● **Passage provided**

The strongest neutral voice appealing for restraint on both sides amidst the highly biased international clamour over the crisis in Israel and Gaza has been that of Antonio Guterres.
The United Nations
secretary- general and former Portuguese prime minister was quick to call on
the Hamas militants to immediately release the Israeli hostages they seized,
and to ask the Israeli government to allow rapid and impeded access to humanitarian
aid to Gaza’s 2.2 million civilian citizens. He warned that the conflict could
turn into a much wider war. “We are on the verge of the abyss in the Middle
East,” he said.
A horrific event
on Tuesday this week – an explosion at a hospital in Gaza that reportedly
killed about 500 people – has made Guterres’ warning all the more unnerving. Israel insists the blast was caused by a
misfired Palestinian jihadist missile. Palestinian militants have blamed Israel
for the explosion and sparked mass protests across all Arab countries.
President Joe
Biden’s barely one-day visit to Tel Aviv on Wednesday was essentially to show
staunch support for the Israel’s efforts to eliminate Hamas. Britain’s Prime
Minister Richie Sunak arrived in Tel Aviv on Thursday also to express
solidarity.
Political
leaders in the Western World have condemned Hamas militants as “terrorists” while
standing firmly by their “ally”, Israel, despite the killing of many hundreds
of Gaza civilians, including babies, schoolchildren and women.
The United States
has sent military equipment and massive naval aircraft carrier power to help
the Israeli war effort.
Palestinian
militants on the border in Lebanon have started exchanging fire with Israel. Iran
and Syria have become a veiled threat in support of Hamas, the group that rules Gaza.
Russia’s Vladimir Putin has met with China’s
Xi Jinping and both are refusing to condemn Hamas. They say there is no
justification for Israel’s blockade of essential supplies or planned incursion.
At the start of
the conflict on October 7, Hamas militants deliberately killed hundreds of
Israeli civilians, including young people. Israel responded with relentless
bombing of crowded homes in Gaza, the most densely populated place in the world.
Within little
more than a week of its initial strike, Hamas had killed about 1,400 Israelis. More
than 2,700 Palestinians had been killed in retaliatory airstrikes. Many thousands
more have been killed or severely injured.

● **Problem set**
a: Answer these from the article on the Israel and Gaza crisis:
(i) What post does Antonio Guterres hold?
(ii) On what day did President Joe Biden visit Tel Aviv?
(iii) About how many Israelis had Hamas killed within little more than a week of its initial strike?
b: In the article on the Israel and Gaza crisis, condense the paragraph beginning "At the start of the conflict on October 7" into one shorter sentence, keeping its main facts.

● **Dataset excerpts**
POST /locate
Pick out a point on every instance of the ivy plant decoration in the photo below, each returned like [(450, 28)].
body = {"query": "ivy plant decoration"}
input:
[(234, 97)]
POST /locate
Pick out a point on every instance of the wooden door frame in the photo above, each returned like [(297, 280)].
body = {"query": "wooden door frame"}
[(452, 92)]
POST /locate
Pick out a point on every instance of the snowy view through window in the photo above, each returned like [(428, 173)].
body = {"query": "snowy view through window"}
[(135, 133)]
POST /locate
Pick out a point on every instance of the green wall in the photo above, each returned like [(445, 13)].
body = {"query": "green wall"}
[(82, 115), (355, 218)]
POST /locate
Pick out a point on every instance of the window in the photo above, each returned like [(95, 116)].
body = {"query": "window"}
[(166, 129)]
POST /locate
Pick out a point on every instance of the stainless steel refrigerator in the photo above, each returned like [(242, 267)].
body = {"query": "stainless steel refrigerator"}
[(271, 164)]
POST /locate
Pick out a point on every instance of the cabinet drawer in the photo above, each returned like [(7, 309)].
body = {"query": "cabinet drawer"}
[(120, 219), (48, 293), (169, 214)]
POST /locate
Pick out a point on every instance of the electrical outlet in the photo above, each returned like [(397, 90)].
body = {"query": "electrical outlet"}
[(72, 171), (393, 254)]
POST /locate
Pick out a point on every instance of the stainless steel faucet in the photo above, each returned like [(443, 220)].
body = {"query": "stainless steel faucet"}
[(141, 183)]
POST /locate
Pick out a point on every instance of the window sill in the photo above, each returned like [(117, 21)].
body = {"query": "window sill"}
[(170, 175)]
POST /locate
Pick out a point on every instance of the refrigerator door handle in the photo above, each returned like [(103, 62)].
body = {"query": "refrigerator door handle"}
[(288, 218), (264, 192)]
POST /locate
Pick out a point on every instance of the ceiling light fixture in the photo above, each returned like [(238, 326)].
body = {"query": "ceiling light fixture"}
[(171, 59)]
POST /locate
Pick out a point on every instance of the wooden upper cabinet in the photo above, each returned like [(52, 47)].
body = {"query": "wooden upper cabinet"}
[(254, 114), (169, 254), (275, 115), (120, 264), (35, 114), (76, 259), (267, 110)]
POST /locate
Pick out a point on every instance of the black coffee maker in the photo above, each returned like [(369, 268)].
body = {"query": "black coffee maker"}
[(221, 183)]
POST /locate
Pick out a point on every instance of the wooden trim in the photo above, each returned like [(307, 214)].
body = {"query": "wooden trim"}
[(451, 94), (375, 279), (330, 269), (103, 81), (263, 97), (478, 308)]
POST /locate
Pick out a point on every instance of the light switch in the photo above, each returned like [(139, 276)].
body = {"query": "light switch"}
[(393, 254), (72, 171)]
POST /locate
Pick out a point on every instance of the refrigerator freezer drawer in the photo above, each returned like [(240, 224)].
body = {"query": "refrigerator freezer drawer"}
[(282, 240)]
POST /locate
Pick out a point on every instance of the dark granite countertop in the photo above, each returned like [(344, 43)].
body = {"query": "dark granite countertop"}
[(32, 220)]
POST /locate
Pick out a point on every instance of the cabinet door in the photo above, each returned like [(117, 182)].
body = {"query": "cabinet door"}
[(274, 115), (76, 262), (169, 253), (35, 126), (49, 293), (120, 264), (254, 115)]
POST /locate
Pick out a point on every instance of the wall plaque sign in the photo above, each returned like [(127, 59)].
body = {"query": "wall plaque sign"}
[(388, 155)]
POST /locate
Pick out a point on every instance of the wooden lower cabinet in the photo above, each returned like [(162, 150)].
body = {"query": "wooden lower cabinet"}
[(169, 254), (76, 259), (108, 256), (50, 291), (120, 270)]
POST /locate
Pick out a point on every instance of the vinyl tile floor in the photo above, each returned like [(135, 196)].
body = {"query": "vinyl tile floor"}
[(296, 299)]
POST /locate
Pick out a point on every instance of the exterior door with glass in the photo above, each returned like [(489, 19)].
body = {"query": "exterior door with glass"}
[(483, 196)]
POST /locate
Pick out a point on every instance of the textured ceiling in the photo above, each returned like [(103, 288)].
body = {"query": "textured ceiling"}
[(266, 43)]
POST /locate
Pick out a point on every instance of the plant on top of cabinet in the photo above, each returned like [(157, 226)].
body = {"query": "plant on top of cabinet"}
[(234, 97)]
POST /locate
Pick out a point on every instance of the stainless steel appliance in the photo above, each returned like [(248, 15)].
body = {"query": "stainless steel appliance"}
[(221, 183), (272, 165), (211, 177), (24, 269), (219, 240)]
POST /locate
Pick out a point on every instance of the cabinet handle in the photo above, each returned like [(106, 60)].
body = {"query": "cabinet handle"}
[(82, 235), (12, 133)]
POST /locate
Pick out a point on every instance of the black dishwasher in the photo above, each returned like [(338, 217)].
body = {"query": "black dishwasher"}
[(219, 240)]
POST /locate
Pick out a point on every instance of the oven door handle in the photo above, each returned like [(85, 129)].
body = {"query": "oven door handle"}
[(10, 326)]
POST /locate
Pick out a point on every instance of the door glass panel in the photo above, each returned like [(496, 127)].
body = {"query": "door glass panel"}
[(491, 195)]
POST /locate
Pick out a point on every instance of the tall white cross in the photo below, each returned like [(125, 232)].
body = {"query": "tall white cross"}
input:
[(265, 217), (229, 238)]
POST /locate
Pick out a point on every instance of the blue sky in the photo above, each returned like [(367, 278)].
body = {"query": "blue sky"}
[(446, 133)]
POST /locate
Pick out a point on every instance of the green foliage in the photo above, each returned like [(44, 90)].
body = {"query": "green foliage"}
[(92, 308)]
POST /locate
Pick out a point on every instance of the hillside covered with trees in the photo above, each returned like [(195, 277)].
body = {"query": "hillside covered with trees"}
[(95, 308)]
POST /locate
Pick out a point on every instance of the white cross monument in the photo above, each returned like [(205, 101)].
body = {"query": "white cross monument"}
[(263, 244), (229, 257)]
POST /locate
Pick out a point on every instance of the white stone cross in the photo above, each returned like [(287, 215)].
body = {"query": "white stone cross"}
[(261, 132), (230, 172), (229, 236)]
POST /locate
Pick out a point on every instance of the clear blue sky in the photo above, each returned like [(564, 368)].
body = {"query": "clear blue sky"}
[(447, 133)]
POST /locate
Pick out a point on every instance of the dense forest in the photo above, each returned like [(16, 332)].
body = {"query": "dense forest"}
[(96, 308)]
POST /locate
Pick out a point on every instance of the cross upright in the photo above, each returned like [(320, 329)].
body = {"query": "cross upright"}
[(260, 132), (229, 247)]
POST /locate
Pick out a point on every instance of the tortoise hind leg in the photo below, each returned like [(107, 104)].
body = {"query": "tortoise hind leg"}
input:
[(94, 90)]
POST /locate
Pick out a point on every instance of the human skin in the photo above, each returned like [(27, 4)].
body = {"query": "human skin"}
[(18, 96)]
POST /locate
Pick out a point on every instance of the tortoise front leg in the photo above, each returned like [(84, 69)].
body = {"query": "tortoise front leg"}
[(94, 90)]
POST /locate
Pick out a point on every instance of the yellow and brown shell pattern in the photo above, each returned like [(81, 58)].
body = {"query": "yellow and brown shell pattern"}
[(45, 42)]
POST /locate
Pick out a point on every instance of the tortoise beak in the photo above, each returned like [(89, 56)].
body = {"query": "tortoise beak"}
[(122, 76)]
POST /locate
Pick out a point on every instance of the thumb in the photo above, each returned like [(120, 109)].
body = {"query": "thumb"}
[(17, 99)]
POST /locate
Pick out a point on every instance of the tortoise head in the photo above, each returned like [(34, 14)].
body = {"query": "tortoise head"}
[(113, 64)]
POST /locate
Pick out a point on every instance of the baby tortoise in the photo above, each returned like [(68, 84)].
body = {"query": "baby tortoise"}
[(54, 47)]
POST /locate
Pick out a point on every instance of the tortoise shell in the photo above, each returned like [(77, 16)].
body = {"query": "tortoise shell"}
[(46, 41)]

● **Responses for each task**
a:
(i) United Nations secretary-general
(ii) Wednesday
(iii) About 1,400

b: When the conflict began on October 7, Hamas militants deliberately killed hundreds of Israeli civilians, and Israel answered by relentlessly bombing crowded homes in Gaza, the world's most densely populated place.